---------- SUPPLIED ENTRIES

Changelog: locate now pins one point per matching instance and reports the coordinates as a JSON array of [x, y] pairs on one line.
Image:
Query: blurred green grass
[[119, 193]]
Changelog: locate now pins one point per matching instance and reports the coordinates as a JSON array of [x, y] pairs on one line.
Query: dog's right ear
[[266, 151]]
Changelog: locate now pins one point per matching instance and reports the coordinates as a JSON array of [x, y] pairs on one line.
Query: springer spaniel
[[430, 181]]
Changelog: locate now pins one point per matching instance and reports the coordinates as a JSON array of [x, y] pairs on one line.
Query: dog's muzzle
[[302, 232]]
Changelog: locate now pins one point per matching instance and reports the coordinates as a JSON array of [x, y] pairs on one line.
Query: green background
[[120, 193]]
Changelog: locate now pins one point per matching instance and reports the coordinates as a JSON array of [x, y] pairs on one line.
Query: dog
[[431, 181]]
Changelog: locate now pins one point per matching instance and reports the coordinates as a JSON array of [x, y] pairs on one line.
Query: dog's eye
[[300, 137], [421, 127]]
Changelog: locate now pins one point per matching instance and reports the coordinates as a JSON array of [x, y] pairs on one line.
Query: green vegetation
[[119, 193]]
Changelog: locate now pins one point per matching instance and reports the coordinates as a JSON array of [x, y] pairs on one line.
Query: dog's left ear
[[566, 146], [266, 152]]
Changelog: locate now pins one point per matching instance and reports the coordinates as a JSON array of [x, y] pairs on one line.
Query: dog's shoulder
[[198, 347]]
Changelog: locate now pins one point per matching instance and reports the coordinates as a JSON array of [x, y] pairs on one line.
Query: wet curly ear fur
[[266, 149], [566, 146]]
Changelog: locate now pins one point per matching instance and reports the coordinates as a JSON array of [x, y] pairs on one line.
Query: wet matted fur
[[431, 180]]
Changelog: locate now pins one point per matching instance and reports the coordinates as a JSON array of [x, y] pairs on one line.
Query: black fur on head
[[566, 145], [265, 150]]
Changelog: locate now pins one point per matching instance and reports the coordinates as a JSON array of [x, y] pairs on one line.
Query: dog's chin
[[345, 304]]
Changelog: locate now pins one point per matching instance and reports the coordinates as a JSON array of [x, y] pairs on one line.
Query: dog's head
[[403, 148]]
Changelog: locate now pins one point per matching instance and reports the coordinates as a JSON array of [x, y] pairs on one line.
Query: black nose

--------------------

### EXERCISE
Lay out the rows above as a JSON list of strings, with each line as its own string. Leave out blank lines and cover every row.

### OUTPUT OF THE TASK
[
  "Changelog: locate now pins one point per matching instance and reports the coordinates as a JSON array of [x, y] pairs on one line.",
  "Image:",
  "Query: blurred green grass",
  "[[119, 193]]",
  "Changelog: locate now pins one point per matching instance and reports the coordinates as a JSON array of [x, y] pairs on one line.",
  "Query: dog's right ear",
  "[[266, 151]]",
  "Changelog: locate now pins one point per matching instance and reports the coordinates as a JSON array of [x, y] pairs on one line.",
  "Query: springer spaniel",
  "[[430, 181]]",
  "Changelog: locate now pins one point per matching instance and reports the coordinates as a JSON array of [x, y] pairs on one line.",
  "Query: dog's muzzle",
  "[[302, 232]]",
  "Changelog: locate now pins one point per matching instance and reports the coordinates as a JSON array of [x, y] pairs on one line.",
  "Query: green background",
  "[[120, 193]]",
  "Changelog: locate now pins one point per matching instance and reports the coordinates as a JSON array of [x, y] pairs on one line.",
  "Query: dog",
  "[[431, 181]]",
  "Changelog: locate now pins one point per matching instance and reports the coordinates as a JSON array of [x, y] pairs on one line.",
  "Query: dog's eye",
  "[[300, 137], [421, 127]]",
  "Changelog: locate now pins one point per matching instance and reports the coordinates as a JSON array of [x, y] pairs on one line.",
  "Query: green vegetation",
  "[[119, 193]]",
  "Changelog: locate now pins one point per matching instance and reports the coordinates as a JSON array of [x, y] pairs on one line.",
  "Query: dog's left ear",
  "[[566, 146], [266, 152]]",
  "Changelog: locate now pins one point per matching instance and reports the coordinates as a JSON array of [x, y] pairs on one line.",
  "Query: dog's shoulder",
  "[[198, 347]]",
  "Changelog: locate now pins one point per matching instance and reports the coordinates as a JSON array of [x, y] pairs on one line.",
  "Query: wet curly ear fur",
  "[[266, 149], [566, 146]]",
  "Changelog: locate now pins one point per matching instance and reports the coordinates as a JSON array of [x, y] pairs on one line.",
  "Query: wet matted fur",
  "[[431, 180]]",
  "Changelog: locate now pins one point per matching instance and reports the coordinates as a JSON array of [x, y] pairs on one line.",
  "Query: black fur on head",
  "[[566, 145], [265, 150]]",
  "Changelog: locate now pins one point per matching instance and reports the coordinates as a JSON array of [x, y] pairs on one line.",
  "Query: dog's chin",
  "[[345, 304]]",
  "Changelog: locate now pins one point per matching instance and reports the coordinates as a JSON array of [x, y] pairs on one line.",
  "Query: dog's head",
  "[[403, 148]]",
  "Changelog: locate now pins one point per matching instance and reports the coordinates as a JSON array of [x, y] pairs on one line.",
  "Query: black nose"
]